::: SOURCE RECORDS :::
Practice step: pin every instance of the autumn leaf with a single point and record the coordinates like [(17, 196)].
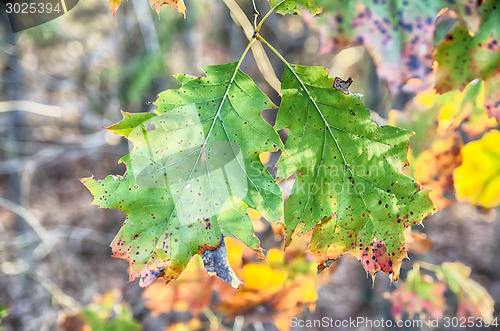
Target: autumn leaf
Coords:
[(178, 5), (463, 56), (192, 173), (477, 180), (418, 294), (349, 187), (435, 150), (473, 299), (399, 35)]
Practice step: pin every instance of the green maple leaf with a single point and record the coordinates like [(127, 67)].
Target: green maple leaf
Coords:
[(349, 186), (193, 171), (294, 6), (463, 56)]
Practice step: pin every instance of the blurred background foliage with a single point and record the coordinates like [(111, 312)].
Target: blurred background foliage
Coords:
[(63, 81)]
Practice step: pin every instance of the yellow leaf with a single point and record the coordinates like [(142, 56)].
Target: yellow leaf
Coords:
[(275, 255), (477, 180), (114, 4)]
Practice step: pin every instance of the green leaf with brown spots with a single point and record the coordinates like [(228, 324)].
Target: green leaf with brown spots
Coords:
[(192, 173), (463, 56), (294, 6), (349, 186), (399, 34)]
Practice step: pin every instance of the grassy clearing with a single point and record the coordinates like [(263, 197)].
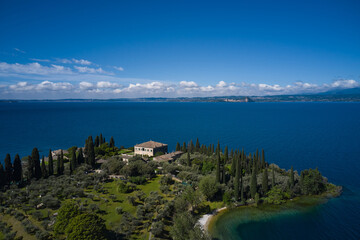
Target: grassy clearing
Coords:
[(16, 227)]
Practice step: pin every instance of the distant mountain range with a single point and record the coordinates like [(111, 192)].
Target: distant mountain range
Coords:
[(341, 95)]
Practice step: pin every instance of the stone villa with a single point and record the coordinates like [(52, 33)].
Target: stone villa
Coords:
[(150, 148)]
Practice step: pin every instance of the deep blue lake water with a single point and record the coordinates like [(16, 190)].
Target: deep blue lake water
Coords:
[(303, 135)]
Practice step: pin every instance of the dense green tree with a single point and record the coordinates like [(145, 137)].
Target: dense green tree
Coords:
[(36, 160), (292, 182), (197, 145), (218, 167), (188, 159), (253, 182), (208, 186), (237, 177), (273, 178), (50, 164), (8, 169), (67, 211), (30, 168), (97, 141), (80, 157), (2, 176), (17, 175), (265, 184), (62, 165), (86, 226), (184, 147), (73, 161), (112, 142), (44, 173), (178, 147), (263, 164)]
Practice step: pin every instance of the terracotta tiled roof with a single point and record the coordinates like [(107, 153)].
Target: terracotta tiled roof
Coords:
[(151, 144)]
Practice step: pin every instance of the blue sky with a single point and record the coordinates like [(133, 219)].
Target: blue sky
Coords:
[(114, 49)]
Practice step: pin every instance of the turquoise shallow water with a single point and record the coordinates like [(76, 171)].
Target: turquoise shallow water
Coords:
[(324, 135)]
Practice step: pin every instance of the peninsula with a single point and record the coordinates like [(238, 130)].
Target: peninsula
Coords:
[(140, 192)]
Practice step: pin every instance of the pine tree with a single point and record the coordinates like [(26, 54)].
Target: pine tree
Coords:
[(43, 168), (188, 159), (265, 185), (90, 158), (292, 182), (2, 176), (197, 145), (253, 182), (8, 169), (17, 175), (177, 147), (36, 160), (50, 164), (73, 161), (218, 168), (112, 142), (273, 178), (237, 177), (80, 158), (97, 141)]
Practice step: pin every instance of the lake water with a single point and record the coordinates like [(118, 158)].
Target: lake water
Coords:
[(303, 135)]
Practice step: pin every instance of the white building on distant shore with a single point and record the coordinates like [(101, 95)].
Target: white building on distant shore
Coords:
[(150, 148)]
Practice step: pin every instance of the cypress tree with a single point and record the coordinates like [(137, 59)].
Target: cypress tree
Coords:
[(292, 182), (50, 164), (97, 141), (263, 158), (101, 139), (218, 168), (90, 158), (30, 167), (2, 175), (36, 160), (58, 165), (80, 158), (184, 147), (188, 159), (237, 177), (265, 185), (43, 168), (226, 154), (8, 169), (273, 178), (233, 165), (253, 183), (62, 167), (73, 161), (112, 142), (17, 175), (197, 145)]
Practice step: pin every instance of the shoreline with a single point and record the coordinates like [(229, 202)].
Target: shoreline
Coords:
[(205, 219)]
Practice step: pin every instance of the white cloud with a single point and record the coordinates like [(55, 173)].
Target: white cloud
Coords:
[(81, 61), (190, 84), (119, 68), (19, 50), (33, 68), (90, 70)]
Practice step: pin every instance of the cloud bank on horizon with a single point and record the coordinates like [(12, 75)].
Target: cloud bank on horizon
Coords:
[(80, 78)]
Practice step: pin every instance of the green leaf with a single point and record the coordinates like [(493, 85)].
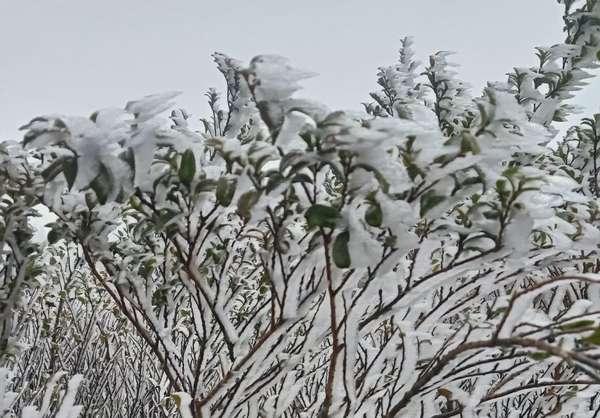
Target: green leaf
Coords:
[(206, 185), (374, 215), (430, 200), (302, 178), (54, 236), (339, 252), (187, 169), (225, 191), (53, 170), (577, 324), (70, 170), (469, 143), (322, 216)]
:::
::: SOURCE RECORDS :::
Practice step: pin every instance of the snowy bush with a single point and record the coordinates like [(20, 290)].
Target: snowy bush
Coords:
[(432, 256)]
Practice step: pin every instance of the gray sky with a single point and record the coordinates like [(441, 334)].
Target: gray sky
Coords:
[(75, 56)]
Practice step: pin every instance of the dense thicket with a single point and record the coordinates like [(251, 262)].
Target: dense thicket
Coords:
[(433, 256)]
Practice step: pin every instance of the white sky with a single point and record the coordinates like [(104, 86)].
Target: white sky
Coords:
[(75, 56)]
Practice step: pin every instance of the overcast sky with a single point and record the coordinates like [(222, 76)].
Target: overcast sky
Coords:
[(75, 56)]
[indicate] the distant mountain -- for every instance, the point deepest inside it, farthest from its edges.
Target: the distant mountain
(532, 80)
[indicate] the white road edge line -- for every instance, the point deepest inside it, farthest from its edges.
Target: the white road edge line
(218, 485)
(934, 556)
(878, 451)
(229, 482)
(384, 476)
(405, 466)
:::
*YOUR OBJECTIVE:* Extract every line of the material above that contains the string "leaf". Matching is case-sensitive.

*EXERCISE RESPONSE:*
Practice step: pin every instance of the autumn leaf with a single point and record the coordinates like [(17, 196)].
Target: autumn leaf
Practice step: pin every instance of the green maple leaf with a single point and record the coordinates like [(127, 67)].
Target: green maple leaf
Practice step: pin every instance of the yellow leaf with a single point and record the coordinates like [(142, 56)].
Target: yellow leaf
Practice step: pin every instance of the green leaf with brown spots with a single point and record the coordinates like [(228, 324)].
Target: green leaf with brown spots
Practice step: pin every instance of the green leaf with a single point and record the coordinates like [(493, 85)].
Target: green leaf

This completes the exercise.